▶ [Entries provided]:
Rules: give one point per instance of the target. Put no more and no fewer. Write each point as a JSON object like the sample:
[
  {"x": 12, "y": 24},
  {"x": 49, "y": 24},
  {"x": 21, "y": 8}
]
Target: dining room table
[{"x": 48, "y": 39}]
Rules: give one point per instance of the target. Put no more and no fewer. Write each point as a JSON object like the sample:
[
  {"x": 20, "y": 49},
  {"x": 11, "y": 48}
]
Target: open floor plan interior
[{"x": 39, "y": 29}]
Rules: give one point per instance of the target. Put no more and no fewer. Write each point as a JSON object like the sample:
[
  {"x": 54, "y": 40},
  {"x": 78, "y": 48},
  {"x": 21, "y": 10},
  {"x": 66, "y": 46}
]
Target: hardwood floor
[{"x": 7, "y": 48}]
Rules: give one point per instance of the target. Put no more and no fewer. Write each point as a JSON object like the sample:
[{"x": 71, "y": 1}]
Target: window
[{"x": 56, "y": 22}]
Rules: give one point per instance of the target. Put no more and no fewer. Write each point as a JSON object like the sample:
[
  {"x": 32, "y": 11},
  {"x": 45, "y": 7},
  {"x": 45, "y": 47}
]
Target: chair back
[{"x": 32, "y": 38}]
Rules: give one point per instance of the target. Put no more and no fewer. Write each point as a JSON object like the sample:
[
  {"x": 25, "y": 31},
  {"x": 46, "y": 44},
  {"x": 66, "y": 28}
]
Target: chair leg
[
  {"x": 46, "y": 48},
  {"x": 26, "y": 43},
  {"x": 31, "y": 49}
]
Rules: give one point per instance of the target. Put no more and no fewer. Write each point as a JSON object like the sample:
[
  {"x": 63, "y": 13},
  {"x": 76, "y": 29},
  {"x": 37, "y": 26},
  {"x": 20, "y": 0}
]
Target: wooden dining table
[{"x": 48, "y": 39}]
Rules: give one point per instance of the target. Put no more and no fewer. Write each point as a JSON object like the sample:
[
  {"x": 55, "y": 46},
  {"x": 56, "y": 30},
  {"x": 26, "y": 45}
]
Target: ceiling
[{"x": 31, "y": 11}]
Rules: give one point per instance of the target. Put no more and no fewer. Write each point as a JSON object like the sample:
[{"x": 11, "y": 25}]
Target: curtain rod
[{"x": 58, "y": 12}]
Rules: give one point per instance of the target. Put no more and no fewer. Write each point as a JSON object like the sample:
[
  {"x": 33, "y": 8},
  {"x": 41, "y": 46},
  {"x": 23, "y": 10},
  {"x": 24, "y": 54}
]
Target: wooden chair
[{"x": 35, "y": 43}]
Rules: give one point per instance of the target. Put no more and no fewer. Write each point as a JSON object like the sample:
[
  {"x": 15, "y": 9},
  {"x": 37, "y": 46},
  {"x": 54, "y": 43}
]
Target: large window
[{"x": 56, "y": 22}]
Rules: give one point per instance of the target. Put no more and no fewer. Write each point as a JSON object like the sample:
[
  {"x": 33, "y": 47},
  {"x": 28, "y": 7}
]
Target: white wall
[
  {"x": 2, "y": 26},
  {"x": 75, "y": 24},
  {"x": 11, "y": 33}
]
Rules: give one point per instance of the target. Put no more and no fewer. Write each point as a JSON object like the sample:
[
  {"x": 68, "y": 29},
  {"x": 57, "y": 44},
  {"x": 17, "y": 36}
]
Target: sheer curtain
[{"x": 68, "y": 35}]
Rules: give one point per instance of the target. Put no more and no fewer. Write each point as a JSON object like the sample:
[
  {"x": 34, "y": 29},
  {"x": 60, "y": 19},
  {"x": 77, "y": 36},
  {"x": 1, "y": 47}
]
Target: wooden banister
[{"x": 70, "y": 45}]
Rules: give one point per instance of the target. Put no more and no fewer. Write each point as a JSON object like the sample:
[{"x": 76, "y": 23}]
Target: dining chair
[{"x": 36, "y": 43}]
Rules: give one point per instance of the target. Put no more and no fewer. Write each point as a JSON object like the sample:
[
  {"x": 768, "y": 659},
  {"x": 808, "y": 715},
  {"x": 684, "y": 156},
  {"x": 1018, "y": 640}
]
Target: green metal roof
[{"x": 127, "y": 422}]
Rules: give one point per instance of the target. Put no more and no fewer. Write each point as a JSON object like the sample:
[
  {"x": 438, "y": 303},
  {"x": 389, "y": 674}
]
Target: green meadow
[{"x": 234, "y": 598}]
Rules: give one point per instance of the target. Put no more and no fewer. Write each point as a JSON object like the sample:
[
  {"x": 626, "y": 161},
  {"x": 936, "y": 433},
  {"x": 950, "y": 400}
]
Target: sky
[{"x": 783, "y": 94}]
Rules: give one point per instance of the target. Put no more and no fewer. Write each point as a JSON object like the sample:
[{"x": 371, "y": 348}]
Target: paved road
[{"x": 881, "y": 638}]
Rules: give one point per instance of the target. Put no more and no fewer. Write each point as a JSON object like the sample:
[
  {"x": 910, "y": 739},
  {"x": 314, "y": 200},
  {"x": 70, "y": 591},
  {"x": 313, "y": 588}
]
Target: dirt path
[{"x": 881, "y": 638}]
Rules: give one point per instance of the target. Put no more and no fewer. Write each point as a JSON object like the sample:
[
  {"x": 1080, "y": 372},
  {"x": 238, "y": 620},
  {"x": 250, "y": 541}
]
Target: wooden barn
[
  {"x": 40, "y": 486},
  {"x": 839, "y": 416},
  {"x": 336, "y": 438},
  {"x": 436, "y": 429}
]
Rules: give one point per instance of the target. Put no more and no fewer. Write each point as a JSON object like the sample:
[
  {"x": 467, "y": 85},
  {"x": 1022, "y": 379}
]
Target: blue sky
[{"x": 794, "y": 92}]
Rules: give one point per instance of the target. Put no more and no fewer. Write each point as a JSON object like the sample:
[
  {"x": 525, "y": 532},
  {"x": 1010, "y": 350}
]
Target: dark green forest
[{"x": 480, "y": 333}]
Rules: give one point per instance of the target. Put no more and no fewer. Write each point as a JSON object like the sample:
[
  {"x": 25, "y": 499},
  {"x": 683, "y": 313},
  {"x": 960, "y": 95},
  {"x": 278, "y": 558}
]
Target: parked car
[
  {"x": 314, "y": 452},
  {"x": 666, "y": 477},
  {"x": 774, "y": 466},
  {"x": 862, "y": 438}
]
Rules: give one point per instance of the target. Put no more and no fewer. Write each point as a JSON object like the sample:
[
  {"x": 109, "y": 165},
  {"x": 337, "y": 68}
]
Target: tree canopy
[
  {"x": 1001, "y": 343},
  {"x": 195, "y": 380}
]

▶ [Problem description]: Tally the lines in the listing above that contain the string "floor" and give only the number.

▶ [Result of the task]: 2